Source extract:
═══

Leadership Tips: Modern Customer Retention Strategies

Leadership Tip modern retention strategies

By Ashlie Marshall

Walt Disney famously said, “Do what you do so well that they will want to see it again and bring their friends.” And with that spirit, a cartoonist from California built the largest entertainment business in the world. 

Disney understood retention. Retention is universal, it’s not a new idea, and it has always been a part of a healthy business, whether that was a 15th-century blacksmith shop or a 21st-century service-based business. Retention matters. 

As the internet makes our world increasingly smaller, adapting and changing our retention strategies becomes more necessary to keep fighting for that Disney-sized goal of “doing it so well.” Why do we do this? Why is it hard to do this? The more pressing question is, what can we do to build greater retention?

I start with the why.  

The why: Retention creates a healthy business

Retention creates a healthy long-term business. It does this by diminishing costs. Simply put, acquiring new customers is expensive, and retaining old customers costs less. To onboard a new customer, whole departments join forces to see a single customer cross the finish line, advertising teams, marketing teams, and sales teams. The costs – when you add them up – are astronomical. Retention doesn’t require these other efforts and expenses. 

Also, there’s the reality of increased customer lifetime value. A loyal customer tends to spend more money over time, resulting in a higher customer lifetime value. This means that a business can generate more revenue from a single customer than from multiple new customers.

═══

Excerpts of location labeling data:
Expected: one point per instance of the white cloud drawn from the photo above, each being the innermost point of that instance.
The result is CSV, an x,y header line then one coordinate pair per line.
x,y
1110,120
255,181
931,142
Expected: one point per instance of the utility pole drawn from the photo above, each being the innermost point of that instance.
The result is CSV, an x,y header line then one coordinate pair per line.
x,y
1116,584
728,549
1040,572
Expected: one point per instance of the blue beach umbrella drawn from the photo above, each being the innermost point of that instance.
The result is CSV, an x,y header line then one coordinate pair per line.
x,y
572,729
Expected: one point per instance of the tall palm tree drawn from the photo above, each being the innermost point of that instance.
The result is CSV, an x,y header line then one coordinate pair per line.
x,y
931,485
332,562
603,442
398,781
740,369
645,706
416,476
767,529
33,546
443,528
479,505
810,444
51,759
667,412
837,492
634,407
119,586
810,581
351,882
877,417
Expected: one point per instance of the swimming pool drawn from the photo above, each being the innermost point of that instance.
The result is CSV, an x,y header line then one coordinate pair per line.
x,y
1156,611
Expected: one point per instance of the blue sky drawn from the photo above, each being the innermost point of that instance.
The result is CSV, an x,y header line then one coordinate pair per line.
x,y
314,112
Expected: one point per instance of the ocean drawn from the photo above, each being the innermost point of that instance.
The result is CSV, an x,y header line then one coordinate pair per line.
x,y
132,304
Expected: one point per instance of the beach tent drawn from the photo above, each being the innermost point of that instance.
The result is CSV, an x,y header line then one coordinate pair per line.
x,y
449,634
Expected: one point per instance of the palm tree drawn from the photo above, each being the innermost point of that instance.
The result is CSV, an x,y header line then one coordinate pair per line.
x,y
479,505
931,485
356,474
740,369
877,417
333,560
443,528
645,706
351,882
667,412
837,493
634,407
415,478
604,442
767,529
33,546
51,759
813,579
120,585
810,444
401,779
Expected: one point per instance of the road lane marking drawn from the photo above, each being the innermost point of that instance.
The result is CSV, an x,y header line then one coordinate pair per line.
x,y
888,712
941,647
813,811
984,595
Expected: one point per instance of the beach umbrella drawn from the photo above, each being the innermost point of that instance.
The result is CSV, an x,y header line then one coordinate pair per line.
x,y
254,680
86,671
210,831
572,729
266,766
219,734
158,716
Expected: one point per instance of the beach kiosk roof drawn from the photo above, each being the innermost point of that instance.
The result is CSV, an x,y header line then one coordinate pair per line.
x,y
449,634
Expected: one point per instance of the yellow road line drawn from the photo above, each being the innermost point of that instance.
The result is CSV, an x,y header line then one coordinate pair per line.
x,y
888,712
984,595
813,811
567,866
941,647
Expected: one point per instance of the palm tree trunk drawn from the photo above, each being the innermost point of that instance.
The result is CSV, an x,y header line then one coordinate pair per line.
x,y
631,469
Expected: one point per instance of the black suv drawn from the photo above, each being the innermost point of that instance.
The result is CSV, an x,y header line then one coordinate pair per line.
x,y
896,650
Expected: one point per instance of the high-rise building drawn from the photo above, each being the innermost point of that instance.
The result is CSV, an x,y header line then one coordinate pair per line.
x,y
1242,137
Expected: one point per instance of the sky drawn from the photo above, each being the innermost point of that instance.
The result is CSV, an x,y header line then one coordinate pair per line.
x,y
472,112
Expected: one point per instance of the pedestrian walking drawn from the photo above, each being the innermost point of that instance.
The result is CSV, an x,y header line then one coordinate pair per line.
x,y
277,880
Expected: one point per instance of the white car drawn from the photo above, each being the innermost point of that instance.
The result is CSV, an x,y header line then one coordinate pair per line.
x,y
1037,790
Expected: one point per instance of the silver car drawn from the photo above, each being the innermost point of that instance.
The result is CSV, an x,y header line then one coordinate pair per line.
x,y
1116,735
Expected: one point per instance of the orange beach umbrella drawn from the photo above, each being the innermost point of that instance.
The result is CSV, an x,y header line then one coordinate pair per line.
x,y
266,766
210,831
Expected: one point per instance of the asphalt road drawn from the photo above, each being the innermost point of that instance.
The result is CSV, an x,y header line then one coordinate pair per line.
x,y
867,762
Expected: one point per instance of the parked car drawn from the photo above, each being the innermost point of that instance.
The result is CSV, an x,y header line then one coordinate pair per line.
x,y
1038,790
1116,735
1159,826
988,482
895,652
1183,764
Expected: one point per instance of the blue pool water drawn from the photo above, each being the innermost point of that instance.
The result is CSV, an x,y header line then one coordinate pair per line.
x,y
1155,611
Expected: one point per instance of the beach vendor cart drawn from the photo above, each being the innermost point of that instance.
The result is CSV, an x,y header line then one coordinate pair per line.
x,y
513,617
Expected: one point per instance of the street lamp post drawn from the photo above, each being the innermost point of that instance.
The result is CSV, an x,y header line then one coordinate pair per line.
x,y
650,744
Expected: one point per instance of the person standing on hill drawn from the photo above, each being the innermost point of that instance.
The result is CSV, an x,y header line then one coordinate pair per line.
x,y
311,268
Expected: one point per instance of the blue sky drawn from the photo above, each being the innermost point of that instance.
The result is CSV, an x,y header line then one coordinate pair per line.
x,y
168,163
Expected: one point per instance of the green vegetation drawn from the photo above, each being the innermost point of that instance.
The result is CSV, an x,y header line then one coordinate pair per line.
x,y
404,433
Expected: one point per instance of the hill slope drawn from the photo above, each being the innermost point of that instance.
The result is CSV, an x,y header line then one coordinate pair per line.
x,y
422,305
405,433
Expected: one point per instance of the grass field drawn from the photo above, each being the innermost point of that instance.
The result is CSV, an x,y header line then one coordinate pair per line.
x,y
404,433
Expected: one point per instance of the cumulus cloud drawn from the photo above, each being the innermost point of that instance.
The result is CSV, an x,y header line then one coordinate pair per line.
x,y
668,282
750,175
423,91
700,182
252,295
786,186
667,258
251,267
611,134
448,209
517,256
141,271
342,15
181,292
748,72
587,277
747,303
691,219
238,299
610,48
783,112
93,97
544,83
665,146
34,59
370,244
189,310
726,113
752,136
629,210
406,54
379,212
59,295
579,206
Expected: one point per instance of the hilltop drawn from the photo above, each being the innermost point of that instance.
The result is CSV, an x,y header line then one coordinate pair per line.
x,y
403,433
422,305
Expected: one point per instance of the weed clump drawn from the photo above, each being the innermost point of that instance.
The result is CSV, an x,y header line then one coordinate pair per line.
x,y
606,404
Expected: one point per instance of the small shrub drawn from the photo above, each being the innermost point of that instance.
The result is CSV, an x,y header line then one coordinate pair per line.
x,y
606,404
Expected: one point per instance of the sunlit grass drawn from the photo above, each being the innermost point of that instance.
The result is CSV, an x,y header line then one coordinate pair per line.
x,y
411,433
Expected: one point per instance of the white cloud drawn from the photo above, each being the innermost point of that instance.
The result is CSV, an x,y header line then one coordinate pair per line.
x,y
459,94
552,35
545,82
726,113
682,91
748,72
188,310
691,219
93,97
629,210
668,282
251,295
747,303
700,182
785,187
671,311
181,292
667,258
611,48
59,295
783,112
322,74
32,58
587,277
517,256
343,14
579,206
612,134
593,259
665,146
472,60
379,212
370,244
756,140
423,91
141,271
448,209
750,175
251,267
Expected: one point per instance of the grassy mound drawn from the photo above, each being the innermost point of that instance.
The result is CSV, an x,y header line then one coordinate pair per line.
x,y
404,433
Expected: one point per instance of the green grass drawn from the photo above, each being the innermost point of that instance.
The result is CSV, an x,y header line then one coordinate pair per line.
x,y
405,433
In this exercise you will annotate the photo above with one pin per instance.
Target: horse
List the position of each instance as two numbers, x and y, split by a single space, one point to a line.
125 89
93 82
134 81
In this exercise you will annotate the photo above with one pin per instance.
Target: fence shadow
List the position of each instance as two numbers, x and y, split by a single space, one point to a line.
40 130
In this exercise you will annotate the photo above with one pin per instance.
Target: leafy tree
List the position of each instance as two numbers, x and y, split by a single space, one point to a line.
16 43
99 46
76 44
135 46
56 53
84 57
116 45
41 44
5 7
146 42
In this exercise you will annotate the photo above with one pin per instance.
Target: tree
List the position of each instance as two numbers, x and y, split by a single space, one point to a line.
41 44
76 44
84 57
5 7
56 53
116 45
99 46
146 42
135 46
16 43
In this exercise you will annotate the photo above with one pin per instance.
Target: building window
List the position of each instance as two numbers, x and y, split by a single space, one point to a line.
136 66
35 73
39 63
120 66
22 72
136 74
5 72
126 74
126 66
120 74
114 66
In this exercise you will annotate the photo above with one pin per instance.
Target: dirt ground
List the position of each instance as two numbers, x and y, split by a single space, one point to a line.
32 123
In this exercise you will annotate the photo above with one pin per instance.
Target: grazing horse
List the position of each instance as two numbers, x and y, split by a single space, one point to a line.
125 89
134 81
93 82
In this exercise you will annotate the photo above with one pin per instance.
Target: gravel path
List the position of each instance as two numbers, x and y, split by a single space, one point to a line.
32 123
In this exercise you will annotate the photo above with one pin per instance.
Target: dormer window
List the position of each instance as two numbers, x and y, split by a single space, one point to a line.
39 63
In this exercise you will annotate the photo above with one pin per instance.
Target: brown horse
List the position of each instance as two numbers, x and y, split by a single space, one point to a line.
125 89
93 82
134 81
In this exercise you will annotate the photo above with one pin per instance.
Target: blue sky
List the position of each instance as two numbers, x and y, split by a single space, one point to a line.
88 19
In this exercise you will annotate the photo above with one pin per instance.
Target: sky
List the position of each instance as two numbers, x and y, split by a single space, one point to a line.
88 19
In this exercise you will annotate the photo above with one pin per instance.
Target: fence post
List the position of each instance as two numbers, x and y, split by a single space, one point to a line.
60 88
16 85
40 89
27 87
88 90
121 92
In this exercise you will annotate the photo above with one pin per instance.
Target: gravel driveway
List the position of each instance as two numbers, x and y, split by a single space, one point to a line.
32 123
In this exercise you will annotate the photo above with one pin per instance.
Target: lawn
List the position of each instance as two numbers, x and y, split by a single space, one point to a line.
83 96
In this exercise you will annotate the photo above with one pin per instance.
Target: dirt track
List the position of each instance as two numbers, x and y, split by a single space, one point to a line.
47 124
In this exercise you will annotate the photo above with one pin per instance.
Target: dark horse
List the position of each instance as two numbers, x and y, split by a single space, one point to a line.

═══

Short task 1:
In the customer retention article, what does a loyal customer tend to do over time?
Short task 2:
Please revise the customer retention article from "I start with" through "multiple new customers.", putting "enormous" in place of "astronomical".
Short task 3:
Write the next part of the customer retention article, starting right after its final sentence.

Task output 1:
A loyal customer tends to spend more money over time.

Task output 2:
I start with the why.  

The why: Retention creates a healthy business

Retention creates a healthy long-term business. It does this by diminishing costs. Simply put, acquiring new customers is expensive, and retaining old customers costs less. To onboard a new customer, whole departments join forces to see a single customer cross the finish line, advertising teams, marketing teams, and sales teams. The costs – when you add them up – are enormous. Retention doesn’t require these other efforts and expenses. 

Also, there’s the reality of increased customer lifetime value. A loyal customer tends to spend more money over time, resulting in a higher customer lifetime value. This means that a business can generate more revenue from a single customer than from multiple new customers.

Task output 3:
Another value is word of mouth. Satisfied customers refer their friends. And the friends of satisfied customers tend to be the type of people who are also likely to be satisfiable type people. This then creates brand loyalty as customers stick with what they know works. Over time this creates something of a competitive advantage because you begin removing potential customers from the lake of available customers. 

Your business thrives, and your competitors can’t find a way in. At least, this is how things work in a perfect world. 

Why retention is hard

Let’s be honest; things don’t also work the way they should. Retention is hard. There is a reason companies struggle to retain their customers. 

I list three reasons that come to mind. 

First, customer preferences evolve. Preferences and expectations are constantly changing from moment to moment. What was once normal and fine is now old and out of date. Just ask any car maker who feels the need to recreate and redesign vehicles year after year constantly. “2022 must be different than 2021,” so the story goes. If we fail to respond positively to these expectations, our “loyal” customers just might jump ship.  

Second is communication. Customers want to feel valued and appreciated, and businesses must communicate with their customers regularly to achieve this. Failure to communicate can result in customers feeling neglected and choosing to switch to a competitor who shows more interest in their needs. 

And finally, negative experiences. Negative experiences can kill a business and undermine healthy retention efforts. One negative experience – just one! – can turn a loyal customer into a hater. And it can be challenging to win them back. Businesses must work to avoid negative experiences by addressing customer complaints promptly and effectively. 

What you can do to drive retention 

Retaining customers can be challenging due to many factors, many of which may be out of your control and have nothing to do with your business. But there is something you can do. 

You can listen. You can personalize. You can follow up with your customers in obvious human ways. And you can find them where they are, online.

  1. Listen

If you can practice active listening, you will be able to learn what your customers want, what they need, and what they expect. Listening to their preferences, clear communication, and immediate attention will give you the edge in working towards a consistently high retention rate for your company.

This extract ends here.